取り組む課題:
[1] 原文のうち、「式(1)において、Lは空孔長」で始まり「記多孔質層の真密度[g/cm3]である。」まで続く部分を、そのまま書き写す。
[2] 原文の式(1)で空孔長Lをどう求めるかを、使われる記号の意味に触れながら一~三文で説明する。
===== 原文 =====
L=d×(ρ0-ρ)/ρ0 ・・・式(1)
式(1)において、Lは空孔長[μm]であり、dは、多孔質層の厚さ[μm]であり、ρは、多孔質層の密度[g/cm3]であり、ρ0は、多孔質層の真密度[g/cm3]である。
(C)前記多孔質層の厚さdは、前記フィルムの厚さDの10~100%である。
p=(ρ0-ρ)/ρ0 ×100・・・式(2)
式(2)において、pは多孔質の空孔率[%]であり、ρは、多孔質層の密度[g/cm3]であり、ρ0は、多孔質層の真密度[g/cm3]である。
Rt=D×10-6/λ・・・式(3)
式(3)において、Rtはフィルムの熱抵抗値[m2・K/W]であり、Dはフィルムの厚さ[μm]であり、λはフィルムの熱伝導率[W/m・K]である。
Tf-10≦Tv≦Tf+60 ・・・式(4)
式(4)において、Tvは、ラベル付きプラスチック容器の容器本体の最表面に含まれる熱可塑性樹脂の融点であり、Tfは、フィルムの容器本体に接する層に含まれる熱可塑性樹脂の融点である。
p=(ρ0-ρ)/ρ0 ×100・・・式(2)
式(2)において、pは前記多孔質の空孔率[%]であり、ρは、前記多孔質層の密度[g/cm3]であり、ρ0は、前記多孔質層の真密度[g/cm3]である。
Rt=D×10-6/λ・・・式(3)
===== 与えられた資料 =====
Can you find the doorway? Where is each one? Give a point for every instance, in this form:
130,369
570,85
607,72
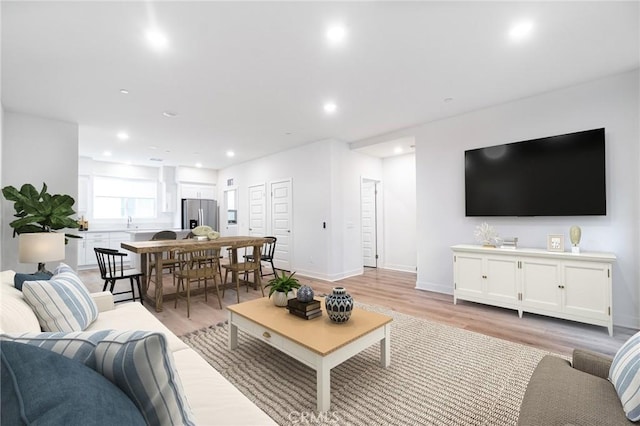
=====
解答:
[1]
式(1)において、Lは空孔長[μm]であり、dは、多孔質層の厚さ[μm]であり、ρは、多孔質層の密度[g/cm3]であり、ρ0は、多孔質層の真密度[g/cm3]である。
(C)前記多孔質層の厚さdは、前記フィルムの厚さDの10~100%である。
p=(ρ0-ρ)/ρ0 ×100・・・式(2)
式(2)において、pは多孔質の空孔率[%]であり、ρは、多孔質層の密度[g/cm3]であり、ρ0は、多孔質層の真密度[g/cm3]である。
Rt=D×10-6/λ・・・式(3)
式(3)において、Rtはフィルムの熱抵抗値[m2・K/W]であり、Dはフィルムの厚さ[μm]であり、λはフィルムの熱伝導率[W/m・K]である。
Tf-10≦Tv≦Tf+60 ・・・式(4)
式(4)において、Tvは、ラベル付きプラスチック容器の容器本体の最表面に含まれる熱可塑性樹脂の融点であり、Tfは、フィルムの容器本体に接する層に含まれる熱可塑性樹脂の融点である。
p=(ρ0-ρ)/ρ0 ×100・・・式(2)
式(2)において、pは前記多孔質の空孔率[%]であり、ρは、前記多孔質層の密度[g/cm3]であり、ρ0は、前記多孔質層の真密度[g/cm3]である。

[2] 空孔長L[μm]は、多孔質層の厚さd[μm]に、多孔質層の真密度ρ0と密度ρの差を真密度ρ0で割った値を掛けて求める。ρとρ0の単位はどちらもg/cm3である。